DATA EXCERPTS below:
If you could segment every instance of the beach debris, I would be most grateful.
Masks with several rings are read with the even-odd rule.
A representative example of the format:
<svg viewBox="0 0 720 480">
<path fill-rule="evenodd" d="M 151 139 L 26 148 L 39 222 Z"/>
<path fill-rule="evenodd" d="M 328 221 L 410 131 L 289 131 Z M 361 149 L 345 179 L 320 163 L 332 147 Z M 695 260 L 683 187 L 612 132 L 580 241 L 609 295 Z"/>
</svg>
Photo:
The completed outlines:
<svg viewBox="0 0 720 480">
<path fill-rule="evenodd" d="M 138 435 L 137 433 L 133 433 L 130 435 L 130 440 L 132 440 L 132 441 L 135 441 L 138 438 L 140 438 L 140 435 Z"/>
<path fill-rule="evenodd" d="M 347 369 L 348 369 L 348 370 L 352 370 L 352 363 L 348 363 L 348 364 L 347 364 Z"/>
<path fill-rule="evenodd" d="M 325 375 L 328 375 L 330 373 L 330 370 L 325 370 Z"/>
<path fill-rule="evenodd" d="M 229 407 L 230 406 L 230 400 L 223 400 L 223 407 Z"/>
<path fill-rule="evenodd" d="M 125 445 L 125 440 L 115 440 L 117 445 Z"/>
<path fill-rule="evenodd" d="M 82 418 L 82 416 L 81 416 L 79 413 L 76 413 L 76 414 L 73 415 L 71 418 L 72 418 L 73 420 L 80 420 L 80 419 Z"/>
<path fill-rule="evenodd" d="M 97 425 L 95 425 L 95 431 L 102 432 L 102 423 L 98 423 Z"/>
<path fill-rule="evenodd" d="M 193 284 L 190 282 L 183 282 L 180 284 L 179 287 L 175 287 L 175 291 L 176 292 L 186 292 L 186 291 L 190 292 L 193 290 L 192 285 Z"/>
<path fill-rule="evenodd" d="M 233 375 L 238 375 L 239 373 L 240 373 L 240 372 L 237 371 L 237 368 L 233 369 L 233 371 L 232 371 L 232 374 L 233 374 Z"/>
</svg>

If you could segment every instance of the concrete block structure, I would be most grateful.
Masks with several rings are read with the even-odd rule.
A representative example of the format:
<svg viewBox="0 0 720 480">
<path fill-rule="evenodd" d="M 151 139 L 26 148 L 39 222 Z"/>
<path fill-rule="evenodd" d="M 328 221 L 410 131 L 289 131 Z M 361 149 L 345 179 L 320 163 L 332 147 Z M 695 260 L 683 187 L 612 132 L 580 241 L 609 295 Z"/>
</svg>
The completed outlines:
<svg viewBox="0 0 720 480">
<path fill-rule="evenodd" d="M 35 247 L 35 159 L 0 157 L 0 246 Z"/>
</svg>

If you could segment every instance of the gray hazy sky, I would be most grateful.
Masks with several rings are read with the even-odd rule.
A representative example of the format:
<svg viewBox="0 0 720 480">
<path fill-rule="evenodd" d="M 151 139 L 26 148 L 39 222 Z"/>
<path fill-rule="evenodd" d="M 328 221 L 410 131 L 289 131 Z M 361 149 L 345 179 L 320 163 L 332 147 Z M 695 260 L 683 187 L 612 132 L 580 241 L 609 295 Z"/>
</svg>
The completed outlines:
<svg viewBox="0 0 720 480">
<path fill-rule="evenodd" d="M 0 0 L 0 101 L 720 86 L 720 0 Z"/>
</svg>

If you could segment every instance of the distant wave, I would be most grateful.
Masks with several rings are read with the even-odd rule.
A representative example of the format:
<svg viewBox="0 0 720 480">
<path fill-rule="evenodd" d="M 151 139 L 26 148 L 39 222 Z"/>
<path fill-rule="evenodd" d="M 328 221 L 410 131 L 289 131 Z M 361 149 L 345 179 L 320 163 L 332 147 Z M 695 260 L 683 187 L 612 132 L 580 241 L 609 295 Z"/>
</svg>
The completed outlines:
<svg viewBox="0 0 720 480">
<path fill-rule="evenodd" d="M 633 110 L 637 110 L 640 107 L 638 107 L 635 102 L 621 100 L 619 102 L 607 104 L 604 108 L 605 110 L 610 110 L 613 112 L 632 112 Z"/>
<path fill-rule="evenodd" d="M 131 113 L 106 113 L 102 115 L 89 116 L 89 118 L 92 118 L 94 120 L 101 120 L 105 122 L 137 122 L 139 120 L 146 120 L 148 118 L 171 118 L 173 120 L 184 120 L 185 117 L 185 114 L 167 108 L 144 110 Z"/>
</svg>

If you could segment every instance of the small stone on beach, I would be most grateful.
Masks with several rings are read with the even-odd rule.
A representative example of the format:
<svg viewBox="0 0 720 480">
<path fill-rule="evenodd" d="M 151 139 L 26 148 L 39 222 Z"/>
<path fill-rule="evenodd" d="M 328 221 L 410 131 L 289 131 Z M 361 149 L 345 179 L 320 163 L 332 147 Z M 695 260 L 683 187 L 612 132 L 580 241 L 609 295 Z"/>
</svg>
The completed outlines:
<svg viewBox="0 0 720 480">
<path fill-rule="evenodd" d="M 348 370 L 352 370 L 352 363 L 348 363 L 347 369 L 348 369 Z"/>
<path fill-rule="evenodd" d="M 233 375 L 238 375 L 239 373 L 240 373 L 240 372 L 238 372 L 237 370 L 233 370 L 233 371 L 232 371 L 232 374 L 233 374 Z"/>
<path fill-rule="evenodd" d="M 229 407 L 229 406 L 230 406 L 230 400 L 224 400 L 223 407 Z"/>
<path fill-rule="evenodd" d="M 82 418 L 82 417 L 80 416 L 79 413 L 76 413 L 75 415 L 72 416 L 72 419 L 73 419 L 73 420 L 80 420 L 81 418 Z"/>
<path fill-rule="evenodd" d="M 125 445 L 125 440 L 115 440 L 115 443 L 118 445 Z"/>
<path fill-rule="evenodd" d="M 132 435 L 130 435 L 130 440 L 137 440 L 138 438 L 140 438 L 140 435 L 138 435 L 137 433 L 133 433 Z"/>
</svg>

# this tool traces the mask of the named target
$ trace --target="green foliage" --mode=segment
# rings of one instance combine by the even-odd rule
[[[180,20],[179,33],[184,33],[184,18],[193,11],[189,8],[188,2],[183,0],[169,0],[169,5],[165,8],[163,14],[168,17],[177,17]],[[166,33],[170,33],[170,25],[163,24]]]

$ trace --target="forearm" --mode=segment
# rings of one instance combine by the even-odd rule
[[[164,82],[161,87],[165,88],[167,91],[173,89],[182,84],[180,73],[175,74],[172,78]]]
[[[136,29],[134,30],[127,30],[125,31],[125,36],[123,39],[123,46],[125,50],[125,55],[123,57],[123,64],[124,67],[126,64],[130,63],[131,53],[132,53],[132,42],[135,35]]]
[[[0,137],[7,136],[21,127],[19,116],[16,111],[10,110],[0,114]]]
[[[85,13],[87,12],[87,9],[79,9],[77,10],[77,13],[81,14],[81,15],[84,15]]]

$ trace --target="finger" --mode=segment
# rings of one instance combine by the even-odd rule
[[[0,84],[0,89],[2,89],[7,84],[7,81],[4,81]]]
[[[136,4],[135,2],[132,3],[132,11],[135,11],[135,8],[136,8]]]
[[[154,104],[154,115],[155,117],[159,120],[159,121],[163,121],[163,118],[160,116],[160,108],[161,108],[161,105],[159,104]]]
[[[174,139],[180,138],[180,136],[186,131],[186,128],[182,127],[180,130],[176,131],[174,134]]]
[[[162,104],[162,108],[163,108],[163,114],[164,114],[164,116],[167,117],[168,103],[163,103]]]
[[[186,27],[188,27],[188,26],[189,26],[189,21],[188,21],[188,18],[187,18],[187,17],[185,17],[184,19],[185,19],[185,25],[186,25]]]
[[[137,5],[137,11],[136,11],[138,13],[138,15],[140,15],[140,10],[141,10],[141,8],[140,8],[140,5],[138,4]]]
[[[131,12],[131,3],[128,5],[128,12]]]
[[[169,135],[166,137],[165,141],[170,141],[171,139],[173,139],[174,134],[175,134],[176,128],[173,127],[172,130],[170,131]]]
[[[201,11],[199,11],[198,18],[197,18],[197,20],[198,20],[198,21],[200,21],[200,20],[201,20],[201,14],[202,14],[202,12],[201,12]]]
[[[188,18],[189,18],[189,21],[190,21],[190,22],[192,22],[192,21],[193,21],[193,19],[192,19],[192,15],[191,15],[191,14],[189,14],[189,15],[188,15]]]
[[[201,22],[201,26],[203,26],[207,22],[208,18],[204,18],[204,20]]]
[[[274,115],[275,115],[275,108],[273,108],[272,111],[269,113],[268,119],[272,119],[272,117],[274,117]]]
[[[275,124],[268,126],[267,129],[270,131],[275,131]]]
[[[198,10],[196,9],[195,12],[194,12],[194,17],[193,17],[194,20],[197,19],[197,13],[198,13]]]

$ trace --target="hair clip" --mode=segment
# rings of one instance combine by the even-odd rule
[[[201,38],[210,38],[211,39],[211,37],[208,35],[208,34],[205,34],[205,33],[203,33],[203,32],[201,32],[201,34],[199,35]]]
End of DATA EXCERPTS.
DATA EXCERPTS below:
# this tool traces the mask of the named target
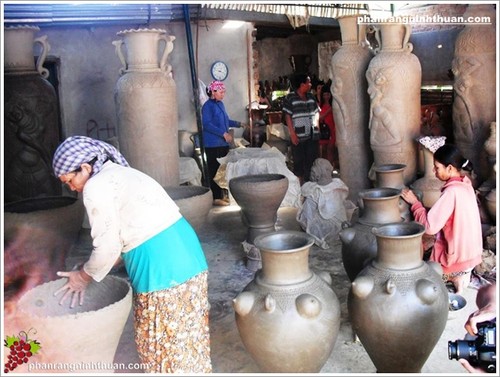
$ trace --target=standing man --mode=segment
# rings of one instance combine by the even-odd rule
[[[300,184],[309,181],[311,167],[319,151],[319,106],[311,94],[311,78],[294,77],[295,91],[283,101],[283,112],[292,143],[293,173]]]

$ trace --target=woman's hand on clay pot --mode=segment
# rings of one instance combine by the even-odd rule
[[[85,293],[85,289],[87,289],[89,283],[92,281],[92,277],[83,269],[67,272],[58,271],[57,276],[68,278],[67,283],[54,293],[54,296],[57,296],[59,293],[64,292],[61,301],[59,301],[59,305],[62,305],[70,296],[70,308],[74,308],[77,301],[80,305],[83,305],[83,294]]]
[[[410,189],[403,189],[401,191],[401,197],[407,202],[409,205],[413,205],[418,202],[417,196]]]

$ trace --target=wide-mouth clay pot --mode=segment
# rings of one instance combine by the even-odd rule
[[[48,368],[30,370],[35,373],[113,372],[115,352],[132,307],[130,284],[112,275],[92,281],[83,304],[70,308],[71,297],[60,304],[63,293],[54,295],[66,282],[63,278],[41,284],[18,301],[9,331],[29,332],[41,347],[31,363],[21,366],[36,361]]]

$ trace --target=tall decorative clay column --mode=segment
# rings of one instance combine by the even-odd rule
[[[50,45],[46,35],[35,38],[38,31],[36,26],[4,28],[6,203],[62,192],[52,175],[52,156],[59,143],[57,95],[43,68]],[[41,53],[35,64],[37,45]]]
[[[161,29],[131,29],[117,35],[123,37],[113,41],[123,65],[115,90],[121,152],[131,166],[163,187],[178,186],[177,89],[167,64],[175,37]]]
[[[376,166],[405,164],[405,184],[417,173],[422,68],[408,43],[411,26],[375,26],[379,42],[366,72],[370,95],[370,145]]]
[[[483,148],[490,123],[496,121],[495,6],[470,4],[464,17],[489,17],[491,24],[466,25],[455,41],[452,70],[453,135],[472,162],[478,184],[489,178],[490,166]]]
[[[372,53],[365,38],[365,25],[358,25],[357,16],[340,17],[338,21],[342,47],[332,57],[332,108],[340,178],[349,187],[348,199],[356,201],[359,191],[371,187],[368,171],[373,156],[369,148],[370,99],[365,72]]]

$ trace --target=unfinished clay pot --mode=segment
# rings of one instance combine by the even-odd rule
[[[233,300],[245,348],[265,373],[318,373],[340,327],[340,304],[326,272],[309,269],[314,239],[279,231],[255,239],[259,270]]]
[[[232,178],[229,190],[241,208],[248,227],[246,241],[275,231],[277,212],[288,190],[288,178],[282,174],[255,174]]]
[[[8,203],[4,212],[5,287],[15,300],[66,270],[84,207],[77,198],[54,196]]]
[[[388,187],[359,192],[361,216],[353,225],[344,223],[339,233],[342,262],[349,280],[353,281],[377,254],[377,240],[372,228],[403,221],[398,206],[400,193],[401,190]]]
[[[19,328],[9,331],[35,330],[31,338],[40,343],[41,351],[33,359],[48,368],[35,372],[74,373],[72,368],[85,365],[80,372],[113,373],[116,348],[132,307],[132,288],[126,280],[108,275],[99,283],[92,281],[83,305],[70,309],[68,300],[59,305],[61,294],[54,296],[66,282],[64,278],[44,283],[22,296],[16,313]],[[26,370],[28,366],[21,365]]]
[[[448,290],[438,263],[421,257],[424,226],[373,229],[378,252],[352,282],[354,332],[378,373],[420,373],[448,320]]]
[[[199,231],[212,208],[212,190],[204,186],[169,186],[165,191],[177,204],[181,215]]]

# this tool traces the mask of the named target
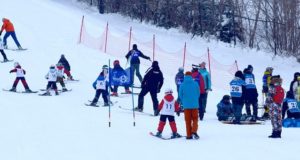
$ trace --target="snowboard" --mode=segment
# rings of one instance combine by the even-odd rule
End of DATA EXCERPTS.
◆ WORK TO COMPLETE: Within the data above, pick out all lines holding the word "clay".

◆ YOUR SOLUTION:
$ trace --target=woman's hand on clay pot --mode=segment
$ trace --target=wide-mouth clay pot --mode=segment
$ trace --target=tall decorative clay column --mode=segment
$ trace --target=unfinished clay pot --mode=segment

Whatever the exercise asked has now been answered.